Required actions:
1. Count how many lines of the listing below contain the string "porch", treating uppercase and lowercase as different. Reply with the number alone.
2. Write the next part of the forum thread below about the Punto clean-up, picking up right after its final sentence.

# Punto with a different clean up



## Avanti (Jan 17, 2006)

Today I got a Punto to clean up was pink as you can see and very matt, some before














































I didnt have a before of the interior
now the method, degreaser on the lower section and engine bay and shuts, left for a couple of minutes then applied again as it dried in the heat , rinsed off, then foamed



















rinsed off and left to dry, 
lambswool head wetted and polish applied, buffed off windows cleaned and bumper dressed along with a quick blast of interior/upholstery cleaner.
Now for the afters....
































































Thanks for looking and any comments, this was not touched with a mitt during the wash


----------



## Brazo (Oct 27, 2005)

Very nice mate, great turnaround!


----------



## Fursecul (Sep 12, 2006)

That was a really beat up Punto,but it looks cracking now:thumb: 

Did u use SRP on the paint?Wax?


----------



## Avanti (Jan 17, 2006)

Fursecul said:


> That was a really beat up Punto,but it looks cracking now:thumb:
> 
> Did u use SRP on the paint?Wax?


I will reveal what was used soon


----------



## Detail My Ride (Apr 19, 2006)

Nice Turnaround


----------



## Guest (Jun 9, 2007)

Is that a bottle of Farecla I see in the background of pic #9?

Very nice turn around! :thumb:


----------



## Avanti (Jan 17, 2006)

Phisp said:


> Is that a bottle of Farecla I see in the background of pic #9?
> 
> Very nice turn around! :thumb:


It is a bottle of farecla g10 and DC2 by megs, however these were only used to try and remove the blemish on the bonnet (unsuccesfully)


----------



## Sportspack Mark (May 24, 2007)

flip me pink! no pun intended. 

such a good turnaround you have done


----------



## Dave KG (Feb 23, 2006)

Nice turnaround.


----------



## Avanti (Jan 17, 2006)

I know many have thought about it, so I decided to take the plunge and try it!
The products used to turn the car around were these










the Driva range were from the poundshop and the Astonish from the 99p shop, 
The car had not been touched for years, the degreaser was very good especially for the money this was used on the lower section of the car and the engine bay, the wheel cleaner was very effective also and is non acidic too.
The shampoo was ok but just ok.
The polish will not make the boutique range or concours, this was used on the silverline with a lambswool pad and the pad was dampened 1st, the polish required a good shake and then it was thick but splashed and produced a horrible dust (not like a powdery dust),didnt have a nice fragrance either in fact it stinks, however it was effective.

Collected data
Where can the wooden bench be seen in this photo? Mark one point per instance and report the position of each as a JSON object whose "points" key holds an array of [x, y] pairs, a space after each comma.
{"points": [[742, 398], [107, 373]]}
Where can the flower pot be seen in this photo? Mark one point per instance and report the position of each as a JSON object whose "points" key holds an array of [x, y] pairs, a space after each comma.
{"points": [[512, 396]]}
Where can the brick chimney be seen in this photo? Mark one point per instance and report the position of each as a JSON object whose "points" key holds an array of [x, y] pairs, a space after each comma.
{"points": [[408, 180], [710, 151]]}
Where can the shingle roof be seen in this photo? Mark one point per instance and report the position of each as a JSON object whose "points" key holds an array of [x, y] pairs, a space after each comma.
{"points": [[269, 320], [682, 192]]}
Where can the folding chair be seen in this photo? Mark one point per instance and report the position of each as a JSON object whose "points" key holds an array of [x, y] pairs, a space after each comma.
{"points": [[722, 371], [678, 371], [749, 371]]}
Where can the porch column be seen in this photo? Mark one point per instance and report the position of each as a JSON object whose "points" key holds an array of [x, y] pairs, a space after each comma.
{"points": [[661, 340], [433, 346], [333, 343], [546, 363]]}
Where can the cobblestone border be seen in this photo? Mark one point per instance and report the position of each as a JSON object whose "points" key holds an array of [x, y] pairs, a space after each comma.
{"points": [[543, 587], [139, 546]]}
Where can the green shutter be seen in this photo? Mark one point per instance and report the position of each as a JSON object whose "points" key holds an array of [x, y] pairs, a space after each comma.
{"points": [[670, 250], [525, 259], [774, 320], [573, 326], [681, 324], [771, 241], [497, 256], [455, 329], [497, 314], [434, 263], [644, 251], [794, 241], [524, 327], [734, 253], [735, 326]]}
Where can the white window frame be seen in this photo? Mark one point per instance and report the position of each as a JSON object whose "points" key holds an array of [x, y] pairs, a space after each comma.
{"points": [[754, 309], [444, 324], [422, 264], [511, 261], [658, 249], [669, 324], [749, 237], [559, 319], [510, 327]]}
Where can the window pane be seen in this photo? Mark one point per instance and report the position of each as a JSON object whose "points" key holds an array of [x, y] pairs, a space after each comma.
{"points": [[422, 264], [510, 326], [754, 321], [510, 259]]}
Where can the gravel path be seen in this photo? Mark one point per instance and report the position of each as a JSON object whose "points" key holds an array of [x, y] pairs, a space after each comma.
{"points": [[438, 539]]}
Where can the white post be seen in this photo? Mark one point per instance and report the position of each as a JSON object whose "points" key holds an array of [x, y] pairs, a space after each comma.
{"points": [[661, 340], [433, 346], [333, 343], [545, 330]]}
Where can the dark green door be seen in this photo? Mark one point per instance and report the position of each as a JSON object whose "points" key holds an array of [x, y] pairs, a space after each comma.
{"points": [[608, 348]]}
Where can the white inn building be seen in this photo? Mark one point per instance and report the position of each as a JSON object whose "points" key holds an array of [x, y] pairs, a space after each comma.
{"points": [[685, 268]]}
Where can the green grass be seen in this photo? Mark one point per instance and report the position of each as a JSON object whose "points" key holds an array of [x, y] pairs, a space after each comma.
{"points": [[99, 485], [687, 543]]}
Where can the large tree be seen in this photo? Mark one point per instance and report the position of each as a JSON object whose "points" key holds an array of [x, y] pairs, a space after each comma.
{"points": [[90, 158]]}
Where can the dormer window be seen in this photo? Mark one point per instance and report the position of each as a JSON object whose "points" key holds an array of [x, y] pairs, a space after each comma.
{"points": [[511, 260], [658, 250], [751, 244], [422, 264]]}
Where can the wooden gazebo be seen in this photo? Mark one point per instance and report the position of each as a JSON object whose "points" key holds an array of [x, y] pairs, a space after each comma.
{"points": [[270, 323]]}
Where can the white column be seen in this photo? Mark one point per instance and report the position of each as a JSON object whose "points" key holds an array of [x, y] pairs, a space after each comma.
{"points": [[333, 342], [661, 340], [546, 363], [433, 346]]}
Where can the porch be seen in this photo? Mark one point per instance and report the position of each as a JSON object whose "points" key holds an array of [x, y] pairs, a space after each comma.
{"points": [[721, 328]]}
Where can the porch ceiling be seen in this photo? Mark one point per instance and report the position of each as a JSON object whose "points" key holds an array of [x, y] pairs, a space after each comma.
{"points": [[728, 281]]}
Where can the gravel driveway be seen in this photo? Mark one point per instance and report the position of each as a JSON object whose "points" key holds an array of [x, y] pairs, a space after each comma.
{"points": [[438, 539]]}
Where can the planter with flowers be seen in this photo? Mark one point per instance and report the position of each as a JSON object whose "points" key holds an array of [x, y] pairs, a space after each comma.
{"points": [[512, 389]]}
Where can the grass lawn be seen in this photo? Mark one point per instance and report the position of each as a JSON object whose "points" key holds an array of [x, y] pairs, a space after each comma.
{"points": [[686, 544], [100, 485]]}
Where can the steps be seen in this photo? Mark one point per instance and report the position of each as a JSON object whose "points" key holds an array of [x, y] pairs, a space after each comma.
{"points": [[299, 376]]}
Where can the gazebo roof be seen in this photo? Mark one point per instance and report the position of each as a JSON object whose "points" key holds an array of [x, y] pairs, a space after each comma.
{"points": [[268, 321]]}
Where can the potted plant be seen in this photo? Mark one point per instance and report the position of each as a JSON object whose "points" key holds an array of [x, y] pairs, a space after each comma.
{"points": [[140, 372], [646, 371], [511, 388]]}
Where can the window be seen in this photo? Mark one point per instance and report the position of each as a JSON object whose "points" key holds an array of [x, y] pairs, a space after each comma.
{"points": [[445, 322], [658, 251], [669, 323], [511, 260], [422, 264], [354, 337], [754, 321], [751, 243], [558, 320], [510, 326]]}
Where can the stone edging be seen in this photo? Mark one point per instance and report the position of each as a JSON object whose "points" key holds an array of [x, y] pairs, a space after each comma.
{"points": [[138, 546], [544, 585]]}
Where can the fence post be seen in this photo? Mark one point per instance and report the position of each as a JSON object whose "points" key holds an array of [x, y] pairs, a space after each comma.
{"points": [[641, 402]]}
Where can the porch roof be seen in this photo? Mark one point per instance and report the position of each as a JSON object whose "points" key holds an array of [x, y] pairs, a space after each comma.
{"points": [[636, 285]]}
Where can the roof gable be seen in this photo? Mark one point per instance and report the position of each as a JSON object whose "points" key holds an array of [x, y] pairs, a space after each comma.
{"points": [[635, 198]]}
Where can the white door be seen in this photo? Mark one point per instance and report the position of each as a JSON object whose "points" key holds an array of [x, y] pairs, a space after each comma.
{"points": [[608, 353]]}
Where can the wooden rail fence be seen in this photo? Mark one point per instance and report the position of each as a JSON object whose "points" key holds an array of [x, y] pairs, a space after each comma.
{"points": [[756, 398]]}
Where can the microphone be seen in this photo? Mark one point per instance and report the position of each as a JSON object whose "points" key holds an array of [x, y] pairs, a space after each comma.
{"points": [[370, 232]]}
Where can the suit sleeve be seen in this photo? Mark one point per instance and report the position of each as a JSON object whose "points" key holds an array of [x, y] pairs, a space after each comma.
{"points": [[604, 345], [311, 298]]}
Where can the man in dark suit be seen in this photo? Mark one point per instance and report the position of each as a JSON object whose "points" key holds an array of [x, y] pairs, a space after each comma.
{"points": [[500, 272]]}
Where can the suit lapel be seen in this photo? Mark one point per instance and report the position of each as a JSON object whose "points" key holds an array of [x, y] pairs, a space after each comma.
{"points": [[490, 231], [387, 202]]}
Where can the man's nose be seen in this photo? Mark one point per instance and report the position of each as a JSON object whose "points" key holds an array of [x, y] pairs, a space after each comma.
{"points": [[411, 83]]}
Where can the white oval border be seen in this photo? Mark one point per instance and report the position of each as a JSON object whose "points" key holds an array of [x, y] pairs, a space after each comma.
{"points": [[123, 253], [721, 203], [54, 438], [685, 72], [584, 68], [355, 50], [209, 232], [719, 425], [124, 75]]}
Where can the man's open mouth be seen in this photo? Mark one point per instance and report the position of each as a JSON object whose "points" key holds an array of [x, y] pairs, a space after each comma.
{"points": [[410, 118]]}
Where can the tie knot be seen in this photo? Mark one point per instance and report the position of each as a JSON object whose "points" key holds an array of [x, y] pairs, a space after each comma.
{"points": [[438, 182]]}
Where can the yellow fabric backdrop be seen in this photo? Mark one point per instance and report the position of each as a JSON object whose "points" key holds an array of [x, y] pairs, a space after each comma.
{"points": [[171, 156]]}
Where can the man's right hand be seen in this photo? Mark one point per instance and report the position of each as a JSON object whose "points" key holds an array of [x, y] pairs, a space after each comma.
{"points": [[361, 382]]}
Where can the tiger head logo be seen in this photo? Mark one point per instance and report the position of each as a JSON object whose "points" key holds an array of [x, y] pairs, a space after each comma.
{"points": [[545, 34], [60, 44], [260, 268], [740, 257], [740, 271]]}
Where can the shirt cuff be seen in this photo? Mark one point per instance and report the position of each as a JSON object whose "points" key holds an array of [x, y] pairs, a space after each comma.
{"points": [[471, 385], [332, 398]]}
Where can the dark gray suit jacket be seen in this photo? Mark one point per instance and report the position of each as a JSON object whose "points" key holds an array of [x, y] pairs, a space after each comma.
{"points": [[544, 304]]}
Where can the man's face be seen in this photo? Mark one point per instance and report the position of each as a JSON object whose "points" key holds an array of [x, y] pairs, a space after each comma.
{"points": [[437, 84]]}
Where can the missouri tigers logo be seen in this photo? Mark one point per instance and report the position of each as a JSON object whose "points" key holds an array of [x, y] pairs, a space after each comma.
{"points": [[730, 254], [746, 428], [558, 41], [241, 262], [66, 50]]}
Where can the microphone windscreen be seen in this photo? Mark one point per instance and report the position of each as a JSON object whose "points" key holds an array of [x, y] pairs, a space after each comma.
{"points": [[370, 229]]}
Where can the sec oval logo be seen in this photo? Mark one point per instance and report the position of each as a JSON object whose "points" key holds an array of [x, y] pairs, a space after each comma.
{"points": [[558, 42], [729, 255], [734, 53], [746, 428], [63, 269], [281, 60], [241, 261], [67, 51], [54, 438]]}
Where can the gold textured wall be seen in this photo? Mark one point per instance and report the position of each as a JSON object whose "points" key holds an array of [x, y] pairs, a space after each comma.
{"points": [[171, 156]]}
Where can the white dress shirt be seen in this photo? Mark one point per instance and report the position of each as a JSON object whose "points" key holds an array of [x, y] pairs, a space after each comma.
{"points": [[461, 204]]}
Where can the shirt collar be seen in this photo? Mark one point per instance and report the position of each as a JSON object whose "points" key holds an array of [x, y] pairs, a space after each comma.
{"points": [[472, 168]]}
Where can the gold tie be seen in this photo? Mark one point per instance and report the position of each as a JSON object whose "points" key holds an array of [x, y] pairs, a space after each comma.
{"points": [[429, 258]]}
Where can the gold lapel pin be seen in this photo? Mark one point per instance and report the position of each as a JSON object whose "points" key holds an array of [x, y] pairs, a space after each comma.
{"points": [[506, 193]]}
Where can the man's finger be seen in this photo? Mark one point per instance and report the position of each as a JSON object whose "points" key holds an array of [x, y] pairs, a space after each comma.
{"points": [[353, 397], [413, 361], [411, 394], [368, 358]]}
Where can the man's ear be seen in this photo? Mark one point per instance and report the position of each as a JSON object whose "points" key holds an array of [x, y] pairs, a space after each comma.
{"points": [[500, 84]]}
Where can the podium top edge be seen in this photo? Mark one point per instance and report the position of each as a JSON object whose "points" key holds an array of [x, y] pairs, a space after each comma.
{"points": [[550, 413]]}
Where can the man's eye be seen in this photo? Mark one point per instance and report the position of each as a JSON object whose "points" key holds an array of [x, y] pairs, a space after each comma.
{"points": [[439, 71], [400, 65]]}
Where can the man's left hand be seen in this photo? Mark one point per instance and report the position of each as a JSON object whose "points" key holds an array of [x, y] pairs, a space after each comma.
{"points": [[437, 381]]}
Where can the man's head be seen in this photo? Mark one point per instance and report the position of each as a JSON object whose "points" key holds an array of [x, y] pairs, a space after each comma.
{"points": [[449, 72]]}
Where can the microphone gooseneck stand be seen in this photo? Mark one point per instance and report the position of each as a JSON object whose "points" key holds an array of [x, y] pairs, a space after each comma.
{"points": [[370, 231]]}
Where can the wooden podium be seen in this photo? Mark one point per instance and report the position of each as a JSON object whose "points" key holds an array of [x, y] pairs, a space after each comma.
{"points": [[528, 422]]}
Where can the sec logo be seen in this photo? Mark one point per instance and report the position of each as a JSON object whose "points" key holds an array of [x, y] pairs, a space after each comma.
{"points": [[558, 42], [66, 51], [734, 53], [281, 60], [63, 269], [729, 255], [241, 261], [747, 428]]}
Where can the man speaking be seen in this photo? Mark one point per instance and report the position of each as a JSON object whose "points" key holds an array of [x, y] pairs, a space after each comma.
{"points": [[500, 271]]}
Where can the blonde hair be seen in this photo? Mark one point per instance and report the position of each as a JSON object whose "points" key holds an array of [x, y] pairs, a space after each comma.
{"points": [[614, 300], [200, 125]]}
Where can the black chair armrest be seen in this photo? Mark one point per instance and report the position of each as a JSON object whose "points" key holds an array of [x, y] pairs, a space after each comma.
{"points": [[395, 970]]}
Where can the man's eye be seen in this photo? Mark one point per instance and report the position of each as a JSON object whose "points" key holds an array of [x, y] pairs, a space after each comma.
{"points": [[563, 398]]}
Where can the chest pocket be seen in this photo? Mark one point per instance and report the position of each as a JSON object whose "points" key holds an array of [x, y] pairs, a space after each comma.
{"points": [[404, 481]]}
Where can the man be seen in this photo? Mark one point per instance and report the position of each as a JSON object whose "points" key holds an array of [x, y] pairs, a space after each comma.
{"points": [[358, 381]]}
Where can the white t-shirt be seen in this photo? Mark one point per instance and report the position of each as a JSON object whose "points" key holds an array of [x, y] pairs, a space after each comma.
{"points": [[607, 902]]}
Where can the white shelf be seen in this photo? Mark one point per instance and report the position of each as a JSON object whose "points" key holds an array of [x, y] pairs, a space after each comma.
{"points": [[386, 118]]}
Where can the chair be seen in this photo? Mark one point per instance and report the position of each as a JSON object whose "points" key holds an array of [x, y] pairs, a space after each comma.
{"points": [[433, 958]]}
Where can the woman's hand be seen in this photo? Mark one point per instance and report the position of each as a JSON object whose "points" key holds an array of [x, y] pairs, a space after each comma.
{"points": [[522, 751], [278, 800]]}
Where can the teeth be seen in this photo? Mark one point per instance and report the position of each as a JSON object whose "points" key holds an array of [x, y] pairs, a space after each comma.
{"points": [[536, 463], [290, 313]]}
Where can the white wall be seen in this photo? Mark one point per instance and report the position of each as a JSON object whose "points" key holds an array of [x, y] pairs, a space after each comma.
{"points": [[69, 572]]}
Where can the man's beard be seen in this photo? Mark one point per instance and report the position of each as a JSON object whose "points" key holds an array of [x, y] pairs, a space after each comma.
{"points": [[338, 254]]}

Answers in order:
1. 4

2.
The Tyre and Trim product is watery and soapy to apply and you can see this on the bumper in one of the pictures, it required several coats (Autoglym bumper care or Megs tyreshine developers need not lose any sleep over this range).
The glass cleaner is good does not smear but not a patch on say AG fast glass.
The upholstery cleaner is safe to use and was sprayed on and vacuumed off, left a decent fragrance and is non caustic.

Saying all that, the owner was well pleased with the results and the full set cost 6.98 .
There is no way I could recommened any of these products over items you already know and love, the degreaser is very very good I thought, but then I have not tried the likes of say Megs safe degreaser or Virosol.
Would I use these products again? Yes ( well I have to use them up , no point wasting them) would I buy any of the products again? Certainley the degreaser.


----------



## Jimmie (Apr 18, 2007)

Impressive change. No mitt wash. I'm curious.


----------



## Guest (Jun 11, 2007)

Have to say for a shade under £7 all in, you have to call that excellent value for money!


----------



## Avanti (Jan 17, 2006)

Thanks for all the comments and viewings, guys :thumb:


----------



## mellowfellow (Jul 11, 2009)

Amazing results, however i have never seen these products you used anywhere except for the degreaser which is what i use ! :thumb:


----------



## Avanti (Jan 17, 2006)

mellowfellow said:


> Amazing results, however i have never seen these products you used anywhere except for the degreaser which is what i use ! :thumb:


The Driva products seemed to be a one off via the poundshop, Iagree though the degreaser is very very good :thumb:


----------



## Connor_scotland (Aug 30, 2007)

very impressive mate!!


----------



## Titanium Htail (Mar 24, 2012)

A fine example of just what can be done, oh my.

I had use of a F500, bring it on.

John, well done you !


----------



## bazz (May 15, 2007)

oh thats very impresive imo for the products that where used looks like you did a great job.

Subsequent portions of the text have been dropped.